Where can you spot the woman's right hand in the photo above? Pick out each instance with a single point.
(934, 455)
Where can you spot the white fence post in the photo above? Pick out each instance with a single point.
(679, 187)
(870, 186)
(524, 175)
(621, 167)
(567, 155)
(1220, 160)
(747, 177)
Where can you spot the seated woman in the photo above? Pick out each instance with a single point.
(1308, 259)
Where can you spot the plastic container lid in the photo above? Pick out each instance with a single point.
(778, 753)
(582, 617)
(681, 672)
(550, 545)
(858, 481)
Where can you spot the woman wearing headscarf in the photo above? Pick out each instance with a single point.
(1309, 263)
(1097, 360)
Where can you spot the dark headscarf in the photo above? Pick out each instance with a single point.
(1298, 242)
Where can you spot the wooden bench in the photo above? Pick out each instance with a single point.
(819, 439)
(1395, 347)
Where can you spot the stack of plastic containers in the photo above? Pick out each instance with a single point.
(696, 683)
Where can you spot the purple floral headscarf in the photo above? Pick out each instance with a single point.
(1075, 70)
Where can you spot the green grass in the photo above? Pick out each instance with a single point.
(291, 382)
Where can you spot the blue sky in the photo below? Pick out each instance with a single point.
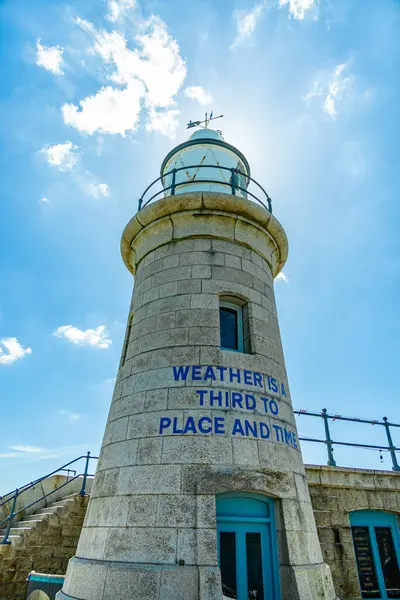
(94, 94)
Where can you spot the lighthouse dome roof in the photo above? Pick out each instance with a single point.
(209, 134)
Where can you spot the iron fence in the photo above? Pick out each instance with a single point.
(330, 443)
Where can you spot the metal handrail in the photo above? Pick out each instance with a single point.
(232, 184)
(13, 496)
(329, 442)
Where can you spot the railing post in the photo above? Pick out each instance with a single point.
(331, 461)
(396, 466)
(233, 182)
(83, 488)
(173, 182)
(5, 539)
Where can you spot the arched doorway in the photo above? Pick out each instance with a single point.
(247, 547)
(376, 542)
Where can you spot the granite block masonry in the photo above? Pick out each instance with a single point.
(191, 423)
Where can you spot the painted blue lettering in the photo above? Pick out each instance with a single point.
(221, 372)
(264, 431)
(237, 399)
(277, 430)
(237, 428)
(190, 426)
(219, 425)
(175, 428)
(233, 375)
(217, 397)
(201, 393)
(180, 373)
(250, 401)
(288, 436)
(273, 386)
(250, 428)
(273, 407)
(258, 379)
(227, 403)
(165, 422)
(209, 374)
(247, 377)
(202, 427)
(196, 373)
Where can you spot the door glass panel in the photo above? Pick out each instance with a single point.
(255, 584)
(365, 563)
(227, 544)
(390, 567)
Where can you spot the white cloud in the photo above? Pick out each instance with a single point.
(118, 8)
(111, 110)
(332, 89)
(196, 92)
(28, 449)
(282, 277)
(70, 416)
(49, 58)
(96, 189)
(298, 8)
(90, 337)
(11, 350)
(165, 121)
(336, 89)
(150, 75)
(246, 22)
(63, 156)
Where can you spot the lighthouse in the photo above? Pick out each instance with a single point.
(200, 491)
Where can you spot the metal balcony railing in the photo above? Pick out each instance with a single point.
(233, 185)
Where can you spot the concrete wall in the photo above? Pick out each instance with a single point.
(335, 492)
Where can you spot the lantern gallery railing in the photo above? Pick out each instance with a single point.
(8, 502)
(236, 177)
(329, 442)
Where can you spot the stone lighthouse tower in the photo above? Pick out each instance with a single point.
(200, 492)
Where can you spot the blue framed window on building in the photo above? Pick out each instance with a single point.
(247, 547)
(231, 325)
(376, 542)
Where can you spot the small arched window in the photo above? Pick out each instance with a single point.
(126, 341)
(231, 325)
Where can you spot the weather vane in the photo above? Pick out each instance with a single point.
(204, 124)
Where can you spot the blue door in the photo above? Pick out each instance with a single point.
(247, 547)
(377, 548)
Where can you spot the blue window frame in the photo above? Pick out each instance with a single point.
(247, 547)
(231, 326)
(376, 543)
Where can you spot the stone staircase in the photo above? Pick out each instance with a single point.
(43, 541)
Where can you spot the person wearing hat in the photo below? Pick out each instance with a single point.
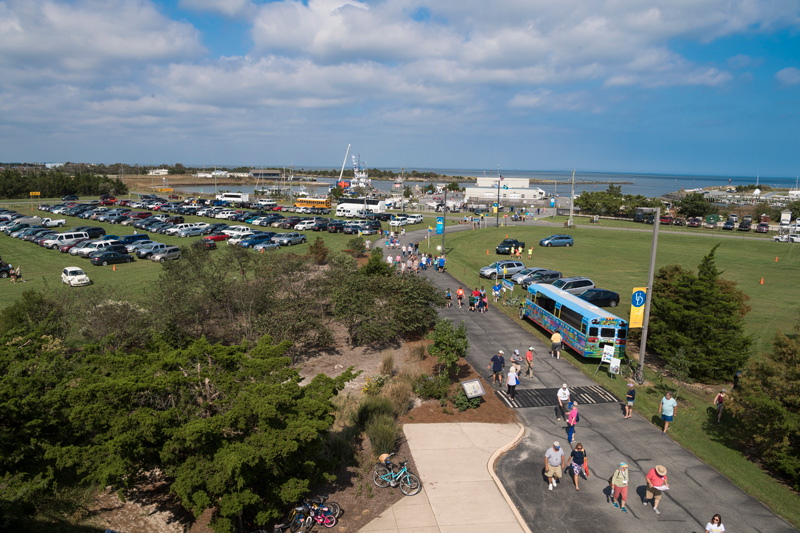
(563, 401)
(656, 485)
(516, 361)
(554, 464)
(630, 397)
(529, 362)
(619, 486)
(718, 401)
(497, 364)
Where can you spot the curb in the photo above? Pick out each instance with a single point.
(490, 467)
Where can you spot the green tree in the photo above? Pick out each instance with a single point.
(449, 345)
(703, 315)
(695, 205)
(767, 402)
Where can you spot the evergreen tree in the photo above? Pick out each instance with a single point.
(703, 315)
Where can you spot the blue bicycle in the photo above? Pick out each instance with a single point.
(387, 474)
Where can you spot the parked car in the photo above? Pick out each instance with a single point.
(75, 277)
(557, 240)
(574, 285)
(762, 227)
(600, 297)
(289, 239)
(110, 258)
(167, 254)
(507, 244)
(502, 269)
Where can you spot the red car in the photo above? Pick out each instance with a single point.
(217, 237)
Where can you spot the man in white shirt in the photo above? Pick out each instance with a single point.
(563, 401)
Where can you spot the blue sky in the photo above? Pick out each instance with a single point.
(678, 86)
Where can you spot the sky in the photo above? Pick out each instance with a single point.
(674, 86)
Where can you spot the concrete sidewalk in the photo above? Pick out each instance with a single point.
(460, 492)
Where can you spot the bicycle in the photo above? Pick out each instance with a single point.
(388, 474)
(631, 370)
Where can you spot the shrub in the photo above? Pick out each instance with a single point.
(372, 407)
(432, 387)
(399, 393)
(383, 433)
(462, 403)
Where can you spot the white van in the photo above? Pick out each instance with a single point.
(65, 238)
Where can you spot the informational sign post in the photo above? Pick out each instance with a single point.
(473, 388)
(637, 307)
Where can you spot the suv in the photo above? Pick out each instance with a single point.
(557, 240)
(502, 269)
(542, 276)
(574, 285)
(505, 246)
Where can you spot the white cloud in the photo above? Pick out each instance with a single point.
(788, 76)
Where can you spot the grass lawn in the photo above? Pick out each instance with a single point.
(619, 260)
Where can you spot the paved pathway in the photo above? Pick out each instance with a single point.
(698, 491)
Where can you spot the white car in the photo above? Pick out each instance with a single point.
(75, 277)
(305, 224)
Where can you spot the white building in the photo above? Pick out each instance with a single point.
(515, 191)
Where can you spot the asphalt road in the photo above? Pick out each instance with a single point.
(697, 491)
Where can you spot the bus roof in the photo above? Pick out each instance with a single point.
(589, 310)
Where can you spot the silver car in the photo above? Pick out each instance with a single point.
(288, 239)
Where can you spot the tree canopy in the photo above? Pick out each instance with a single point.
(701, 314)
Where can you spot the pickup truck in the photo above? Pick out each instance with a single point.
(505, 246)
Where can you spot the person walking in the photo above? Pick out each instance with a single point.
(715, 525)
(668, 408)
(578, 464)
(718, 401)
(512, 380)
(572, 420)
(516, 361)
(656, 485)
(619, 487)
(529, 362)
(497, 363)
(630, 398)
(563, 401)
(554, 464)
(555, 344)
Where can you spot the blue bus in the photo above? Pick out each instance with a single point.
(584, 327)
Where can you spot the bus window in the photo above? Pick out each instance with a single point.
(546, 303)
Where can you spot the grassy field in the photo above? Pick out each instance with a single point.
(619, 260)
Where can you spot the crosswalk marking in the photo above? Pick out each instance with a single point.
(547, 397)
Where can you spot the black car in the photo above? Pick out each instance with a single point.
(600, 297)
(507, 244)
(109, 258)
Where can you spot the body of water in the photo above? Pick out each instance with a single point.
(555, 182)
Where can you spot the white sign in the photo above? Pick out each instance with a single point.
(608, 353)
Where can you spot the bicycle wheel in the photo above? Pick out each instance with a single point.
(335, 509)
(410, 484)
(381, 476)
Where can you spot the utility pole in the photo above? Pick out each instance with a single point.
(649, 295)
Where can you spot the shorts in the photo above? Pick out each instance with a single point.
(553, 471)
(652, 494)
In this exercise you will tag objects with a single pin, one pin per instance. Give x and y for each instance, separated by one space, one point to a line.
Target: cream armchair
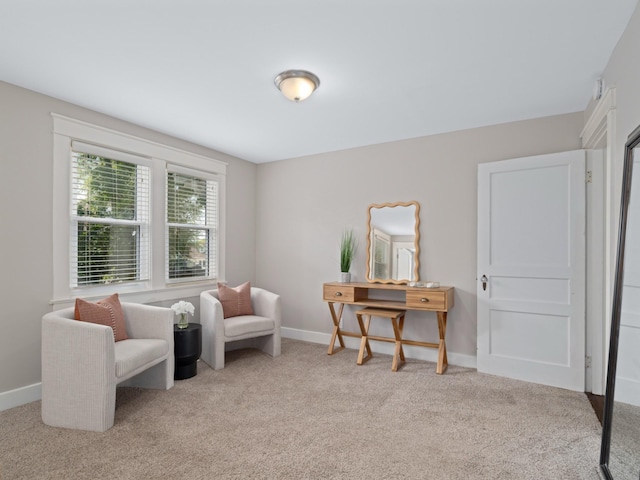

+===+

**Task brief:** Switch "Pick out" to "Mark" everywhere it appears in the items above. Change nothing else, and leave out the pictures.

**Solution for this task:**
Where can you spot the woman's right hand in the photo above? Mark each instance with a single point.
(934, 455)
Where can you spot the white fence post in the photo above? Mark each instance with a single point.
(679, 187)
(870, 186)
(524, 175)
(621, 167)
(567, 155)
(1220, 160)
(747, 177)
Where can you spot the seated woman in the photo above? Mark each instance with a single point.
(1308, 259)
Where can you spot the plastic container lid in the photo above? Mark each instance with a single point.
(778, 753)
(582, 617)
(681, 672)
(550, 545)
(858, 481)
Where can you spot the woman wearing headscarf in the photo above? Mark each instance with a single point.
(1309, 263)
(1097, 360)
Where can you spot the dark headscarf in the photo above? Mark each instance with a single point.
(1298, 242)
Where can you spot the wooden bench in the photo above? Mark each instance with a single point.
(819, 439)
(1395, 347)
Where can you spot the stack of plastic containers in the photo above? Mark each instance with a single point.
(696, 683)
Where can you spot the purple floral headscarf in the photo above? Mark each instance with a single point.
(1075, 70)
Where can you spot the green grass in the photo above? Mark each instance with a single point.
(291, 382)
Where can you spot the blue sky in the photo below? Mark each instance with a single point.
(94, 94)
Where can you spot the lighthouse dome roof in the photo above? Mark each instance with a single point.
(209, 134)
Where can you spot the iron fence in the photo above? Mark each instance with a single point.
(330, 443)
Where can you spot the metal handrail in the photo above? Mark each instance with a single point.
(232, 184)
(13, 496)
(329, 442)
Where can you spot the railing post in the photo above? Mark each instance with a single point.
(331, 461)
(396, 466)
(233, 182)
(83, 488)
(173, 182)
(5, 539)
Where can you spot the arched doorway in the photo above? Mark each instance with a single point.
(247, 547)
(376, 542)
Where can you spot the granite block masonry in the photo above? Mark each instance with a single point.
(191, 423)
Where can you spot the painted blue lettering in the photo above? Mark each instance with a single point.
(221, 372)
(264, 431)
(237, 399)
(277, 430)
(237, 428)
(190, 426)
(219, 425)
(175, 428)
(233, 375)
(217, 397)
(201, 393)
(180, 373)
(250, 401)
(288, 436)
(273, 386)
(250, 428)
(273, 407)
(258, 379)
(227, 403)
(165, 422)
(209, 374)
(247, 377)
(202, 427)
(196, 373)
Where can you spot the door glass panel in the photo above? Mark each instance with a single point.
(255, 584)
(365, 563)
(227, 544)
(390, 567)
Where can you spot the white cloud in the photo above? Mark each instance with a single point.
(118, 8)
(111, 110)
(332, 89)
(196, 92)
(28, 449)
(282, 277)
(70, 416)
(49, 58)
(96, 189)
(298, 8)
(90, 337)
(11, 350)
(165, 121)
(336, 89)
(150, 75)
(246, 22)
(63, 156)
Where can you spot the lighthouse in the photo above? Mark each instance with a single point.
(200, 491)
Where can you spot the metal balcony railing in the photo above? Mark each instance with a single point.
(233, 185)
Where can you spot the concrete wall in the photo above? Mark each instance with a single point.
(335, 492)
Where can you spot the lantern gallery railing in the photo above? Mark each instance with a single point.
(8, 502)
(236, 177)
(329, 442)
Where can you spot the stone lighthouse tower in the photo above? Mark each instance with a single point.
(200, 492)
Where can you spot the blue framed window on building in the photo above? Mark each instance with a single point.
(247, 547)
(231, 325)
(376, 542)
Where can you spot the small arched window in the photo above? Mark each instance with a single point.
(126, 341)
(231, 325)
Where can you spot the weather vane in the photo above? Mark each instance with a single point.
(204, 124)
Where can you spot the blue door in the photo above? Mark each instance with a single point.
(247, 547)
(377, 548)
Where can you spot the blue window frame in the photo above? Mark each instance with a single point.
(247, 547)
(231, 326)
(376, 543)
Where can you spot the stone staircase in the photo above? Mark each instance with a single point.
(43, 541)
Where can you spot the person wearing hat in the photo below? Mark each instance with a single point.
(563, 401)
(656, 485)
(516, 361)
(554, 464)
(630, 397)
(529, 362)
(619, 486)
(718, 401)
(497, 364)
Where can you spot the curb in the photo above? Mark each instance with a single point.
(490, 467)
Where can you spot the green tree in the photo above? Mark each instance with a single point.
(449, 345)
(703, 315)
(695, 205)
(767, 402)
Where can you spot the evergreen tree in the photo above? Mark each instance with a single point.
(703, 315)
Where can you spot the blue bicycle in the photo above? Mark each instance with a single point.
(387, 474)
Where can you spot the parked car in the photo above? Mark each instance with a single point.
(75, 277)
(557, 240)
(574, 285)
(762, 227)
(600, 297)
(289, 239)
(110, 258)
(167, 254)
(507, 244)
(502, 269)
Where can you spot the red car in the photo above? Mark each instance with a single point.
(217, 237)
Where can you spot the man in white shirt in the photo above? Mark each instance with a single point.
(563, 401)
Where can you spot the blue sky in the photo above? Mark each instance with a single point.
(678, 86)
Where can you spot the sky in the photo above? Mark each instance with a single point.
(674, 86)
Where can you spot the concrete sidewalk in the photo above? Mark each instance with a single point.
(460, 492)
Where can you spot the bicycle in the photo above? Mark each instance with a single point.
(388, 474)
(631, 370)
Where can you spot the shrub in the photo above? Mark each instance with a single point.
(372, 407)
(432, 387)
(399, 393)
(383, 433)
(462, 403)
Where can you spot the white van in the photo above? Mark each instance with a single point.
(65, 238)
Where can you spot the informational sign post in the photo above? Mark each instance with a single point.
(473, 388)
(637, 307)
Where can you spot the suv in the photo above? Mark each instance with a single point.
(557, 240)
(502, 269)
(542, 276)
(574, 285)
(505, 246)
Where can you spot the white cloud in the photo above? Mark each instance with a single point.
(788, 76)
Where can you spot the grass lawn in the photo above? Mark each instance with a single point.
(619, 260)
Where can you spot the paved pathway in the photo above? Mark each instance with a single point.
(698, 491)
Where can you spot the white car in the photo above? Mark each instance with a single point.
(75, 277)
(305, 224)
Where can you spot the white building in the photo above? Mark each instance with a single point.
(515, 191)
Where can you spot the asphalt road in the photo above? Mark each instance with a single point.
(697, 491)
Where can you spot the bus roof in the photo above? Mark each instance with a single point.
(589, 310)
Where can you spot the silver car in the photo above? Mark each instance with a single point.
(288, 239)
Where can you spot the tree canopy in the photo above? Mark each instance with a single point.
(701, 314)
Where can you spot the pickup truck in the photo above? Mark each instance with a single point.
(505, 246)
Where can you spot the person walking in the photo above? Mark each instance with a single point.
(715, 525)
(668, 408)
(578, 464)
(718, 401)
(512, 380)
(572, 420)
(516, 361)
(656, 485)
(619, 487)
(529, 362)
(497, 363)
(630, 398)
(563, 401)
(554, 464)
(555, 344)
Where can you spot the blue bus in the photo above? Mark each instance with a single point.
(584, 327)
Where can you spot the bus window in the photo above? Mark each instance with a single point.
(546, 303)
Where can you spot the grassy field in the photo above? Mark each instance with a single point.
(619, 260)
Where can you spot the crosswalk marking in the photo above? Mark each instance with a single point.
(547, 397)
Where can you spot the black car in the photo above? Mark each instance with a single point.
(600, 297)
(507, 244)
(109, 258)
Where can you spot the body of water in the photo above? Mark each instance with a single point.
(555, 182)
Where can you spot the white sign in the photo above? Mark each instance with a single point.
(608, 353)
Where can you spot the bicycle wheel in the photo above? Mark each instance with a single point.
(335, 509)
(410, 484)
(381, 476)
Where can you spot the utility pole in the photo above? Mark each instance with a single point.
(649, 295)
Where can you spot the shorts in the photo above? Mark each instance with a single point.
(553, 471)
(652, 494)
In this exercise you will tag objects with a single pin, one pin per instance. Give x and y for each instance, separated by one space, one point to a line.
Target: cream armchair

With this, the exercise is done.